### REQUIRED ACTIONS
a - Answer the following questions about the sermon excerpt on commitment to God, one per line:
(i) From which book and page does the speaker take the quoted statement?
(ii) According to that quotation, what are our promises and resolutions like?
(iii) What hymn does the speaker mention when discussing personal time in devotion?
b - Continue the sermon excerpt on commitment to God from the point where it stops.

### EXCERPTED PASSAGE
I have a statement from the book, Steps to Christ, page 47, because it reminds me a little bit of the children of Israel: “You desire to give yourself to Him, but you are weak in moral power, in slavery to doubt, and controlled by the habits of your life of sin. Your promises and resolutions are like ropes of sand. You cannot control your thoughts, your impulses, your affections. The knowledge of your broken promises and forfeited pledges weakens your confidence in your own sincerity, and causes you to feel that God cannot accept you; but you need not despair. What you need to understand is the true force of the will. This is the governing power in the nature of man, the power of decision, or of choice. Everything depends on the right action of the will. The power of choice God has given to men; it is theirs to exercise. You cannot change your heart, you cannot of yourself give to God its affections; but you can choose to serve Him. You can give Him your will; He will then work in you to will and to do according to His good pleasure.”

Now, have we committed ourselves to God? I’d like to say that our whole being, as we think about our lives and all that we are, all that we have, we can basically sum this up into about three different fields that are very simple. Three different fields:

Commitment of Our Time

The first thing that we need to commit to God is our time. Of all the talents and things that have been entrusted to us, of none will we be required a more diligent accounting of than the time we use. Did you know that? Time is very important.

First of all, let’s talk about our personal time in devotion. There is a song in our hymn book, “Sweet Hour of Prayer,” but is it really just a few moments or two of prayer? Do we really take time to talk to God?

### ENTRIES
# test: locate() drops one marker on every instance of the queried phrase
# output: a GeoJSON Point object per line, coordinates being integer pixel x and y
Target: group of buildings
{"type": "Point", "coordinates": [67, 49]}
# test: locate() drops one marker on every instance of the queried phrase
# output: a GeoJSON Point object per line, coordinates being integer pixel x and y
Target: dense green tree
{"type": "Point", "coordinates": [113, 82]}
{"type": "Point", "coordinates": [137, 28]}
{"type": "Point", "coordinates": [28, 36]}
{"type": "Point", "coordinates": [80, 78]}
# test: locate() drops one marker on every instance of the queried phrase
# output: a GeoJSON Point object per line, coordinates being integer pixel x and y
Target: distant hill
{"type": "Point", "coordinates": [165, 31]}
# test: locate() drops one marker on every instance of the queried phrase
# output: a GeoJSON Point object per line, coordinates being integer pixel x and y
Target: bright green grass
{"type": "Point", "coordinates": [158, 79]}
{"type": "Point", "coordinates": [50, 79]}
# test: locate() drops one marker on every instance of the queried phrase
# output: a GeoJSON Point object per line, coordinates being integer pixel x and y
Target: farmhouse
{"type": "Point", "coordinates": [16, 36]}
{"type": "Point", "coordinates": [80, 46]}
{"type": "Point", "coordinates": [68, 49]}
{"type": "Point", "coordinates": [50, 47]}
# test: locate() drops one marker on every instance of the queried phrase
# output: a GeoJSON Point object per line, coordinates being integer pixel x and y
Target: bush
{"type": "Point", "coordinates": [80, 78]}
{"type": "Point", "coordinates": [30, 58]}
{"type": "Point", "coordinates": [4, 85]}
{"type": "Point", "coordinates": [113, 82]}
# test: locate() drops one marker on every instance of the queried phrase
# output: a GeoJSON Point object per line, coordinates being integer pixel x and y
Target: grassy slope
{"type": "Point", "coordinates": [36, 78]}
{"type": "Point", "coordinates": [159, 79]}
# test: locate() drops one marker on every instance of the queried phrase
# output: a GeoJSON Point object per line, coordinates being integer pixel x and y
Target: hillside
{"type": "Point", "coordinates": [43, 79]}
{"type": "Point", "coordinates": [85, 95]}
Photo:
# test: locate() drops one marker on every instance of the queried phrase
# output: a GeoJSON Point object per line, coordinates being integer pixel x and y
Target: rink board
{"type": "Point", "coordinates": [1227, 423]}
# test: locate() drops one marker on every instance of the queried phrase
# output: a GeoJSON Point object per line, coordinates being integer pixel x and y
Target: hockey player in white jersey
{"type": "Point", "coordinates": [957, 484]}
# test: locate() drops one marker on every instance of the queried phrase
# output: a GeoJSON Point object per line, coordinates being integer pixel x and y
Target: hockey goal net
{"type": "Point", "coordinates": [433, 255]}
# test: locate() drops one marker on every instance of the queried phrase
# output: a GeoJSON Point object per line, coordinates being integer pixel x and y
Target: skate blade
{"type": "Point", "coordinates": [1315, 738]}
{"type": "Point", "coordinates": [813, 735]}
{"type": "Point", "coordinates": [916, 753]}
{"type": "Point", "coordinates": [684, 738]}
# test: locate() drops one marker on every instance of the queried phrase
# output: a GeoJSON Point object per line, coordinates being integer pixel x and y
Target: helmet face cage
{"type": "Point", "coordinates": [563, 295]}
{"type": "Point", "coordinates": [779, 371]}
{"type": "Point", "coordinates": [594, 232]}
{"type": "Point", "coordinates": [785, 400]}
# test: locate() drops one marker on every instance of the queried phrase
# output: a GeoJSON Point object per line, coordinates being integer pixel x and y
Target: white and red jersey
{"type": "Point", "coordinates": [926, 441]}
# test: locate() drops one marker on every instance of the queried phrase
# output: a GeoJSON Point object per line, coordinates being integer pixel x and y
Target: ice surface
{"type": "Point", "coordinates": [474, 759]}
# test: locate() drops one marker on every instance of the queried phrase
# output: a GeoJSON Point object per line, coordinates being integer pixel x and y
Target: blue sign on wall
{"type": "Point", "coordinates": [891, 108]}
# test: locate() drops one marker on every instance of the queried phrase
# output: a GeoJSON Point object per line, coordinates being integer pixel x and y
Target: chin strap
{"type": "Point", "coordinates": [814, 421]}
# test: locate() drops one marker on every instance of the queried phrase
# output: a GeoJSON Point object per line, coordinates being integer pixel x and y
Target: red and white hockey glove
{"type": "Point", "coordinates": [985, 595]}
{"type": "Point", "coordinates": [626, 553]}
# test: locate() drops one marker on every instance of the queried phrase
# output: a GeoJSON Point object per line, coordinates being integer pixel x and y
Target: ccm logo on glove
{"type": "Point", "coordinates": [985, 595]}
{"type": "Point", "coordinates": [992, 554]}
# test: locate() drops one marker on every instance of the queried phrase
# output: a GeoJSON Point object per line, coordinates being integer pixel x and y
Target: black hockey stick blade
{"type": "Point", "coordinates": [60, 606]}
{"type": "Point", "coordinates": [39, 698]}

### RESPONSES TO THE TASKS
a -
(i) Steps to Christ, page 47.
(ii) Ropes of sand.
(iii) "Sweet Hour of Prayer."

b -
As most of you know, my wife has been sick with some serious respiratory trouble, and she is in Arizona now, trying to rehabilitate some. I’ve been going back and forth, commuting long distance. When I am home, Hans, Heidi, and I spend a lot of time on that phone each day talking to her. Do you know why? It is because we want to. We miss her. We love her and we want to talk to her. Now, if we really love God, friends, if we are really dedicated to Him, do you think that we are going to want to talk to Him? Do you think that we are going to want to hear what He has to say to us. Are we going to be listening to Him? We will not just read the Word, but study the Word to see what He has for us.

The first thing that we need to commit of our time to the Lord is our personal time to Him; even myself, as a minister. I can come to this camp meeting in Florida, I can spend a whole night driving down here, which we did, and I will spend most of tomorrow on the way back. I’ve put in time up front here. I’ve tried to make myself as available as I could to visit around, and even with the smaller group we have had this year, it has been hard. I can do all these things for the Lord, but am I really doing the most important thing that God wants me to do. I tell you, no, I’m not. If I don’t take time to personally commune with my God, then I have failed my commitment to Him.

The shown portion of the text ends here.